What is required
Give again, unaltered, the lines of the listing below that run from the line having "Target: green shrub" through the line having "Where can the turquoise".

Data for processing
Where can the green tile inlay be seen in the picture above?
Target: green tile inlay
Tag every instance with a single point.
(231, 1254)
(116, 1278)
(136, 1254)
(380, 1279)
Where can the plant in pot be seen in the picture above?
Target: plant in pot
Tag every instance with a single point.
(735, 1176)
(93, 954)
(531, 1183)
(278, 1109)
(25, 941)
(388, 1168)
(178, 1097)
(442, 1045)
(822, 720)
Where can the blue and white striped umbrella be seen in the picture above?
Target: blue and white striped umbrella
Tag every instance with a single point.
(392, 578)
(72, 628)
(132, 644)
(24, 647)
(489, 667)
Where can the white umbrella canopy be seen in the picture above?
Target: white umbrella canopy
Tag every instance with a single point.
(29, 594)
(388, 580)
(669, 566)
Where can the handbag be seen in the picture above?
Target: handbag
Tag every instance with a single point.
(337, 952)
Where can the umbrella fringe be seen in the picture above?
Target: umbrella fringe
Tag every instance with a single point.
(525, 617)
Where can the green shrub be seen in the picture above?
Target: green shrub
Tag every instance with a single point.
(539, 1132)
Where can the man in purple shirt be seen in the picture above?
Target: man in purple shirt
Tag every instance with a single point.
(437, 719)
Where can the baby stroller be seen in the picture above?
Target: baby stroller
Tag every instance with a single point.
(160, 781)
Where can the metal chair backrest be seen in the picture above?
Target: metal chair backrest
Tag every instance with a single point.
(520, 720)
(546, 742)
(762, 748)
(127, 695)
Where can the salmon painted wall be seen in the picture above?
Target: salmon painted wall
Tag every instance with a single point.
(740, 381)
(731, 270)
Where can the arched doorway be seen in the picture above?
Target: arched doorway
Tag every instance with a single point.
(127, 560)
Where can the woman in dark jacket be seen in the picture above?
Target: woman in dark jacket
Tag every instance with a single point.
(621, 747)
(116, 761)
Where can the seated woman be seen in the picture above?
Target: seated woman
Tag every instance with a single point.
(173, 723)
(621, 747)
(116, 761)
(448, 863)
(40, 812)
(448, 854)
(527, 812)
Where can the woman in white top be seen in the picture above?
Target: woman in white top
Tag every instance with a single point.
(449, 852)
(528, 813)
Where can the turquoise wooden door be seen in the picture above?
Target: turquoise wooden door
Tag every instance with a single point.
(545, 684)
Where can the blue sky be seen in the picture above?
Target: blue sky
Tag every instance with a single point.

Task result
Target: green shrub
Tag every instance with a single point.
(539, 1132)
Where can the man in purple shirt be seen in the picture above?
Target: man in purple shirt
Tag every instance with a single point.
(437, 719)
Where can the baby stroller be seen in the picture above?
Target: baby stroller
Tag every instance with a single point.
(160, 781)
Where can the metal chair backrest be seen in the picture above?
Target: metal chair backrest
Tag every instance with a single point.
(520, 720)
(546, 742)
(762, 748)
(127, 695)
Where can the salmon painted wall be seen in the picture above?
Target: salmon painted wall
Tag every instance with a single point.
(740, 381)
(731, 270)
Where can the arched doorway be seen in the picture above?
Target: arched doorway
Tag every instance with a single point.
(127, 560)
Where can the woman in dark jacket be seen in the picture above?
Target: woman in dark jacket
Tag every instance with a single point.
(621, 747)
(116, 761)
Where can the seated woman be seen in the picture above?
Target: seated woman
Tag every instance with a single point.
(173, 723)
(621, 747)
(116, 761)
(448, 863)
(40, 812)
(448, 854)
(527, 812)
Where can the woman in white top be seen in the picture above?
Target: woman in white top
Tag every instance with a single point.
(449, 852)
(528, 813)
Where can the turquoise wooden door be seen in the picture above?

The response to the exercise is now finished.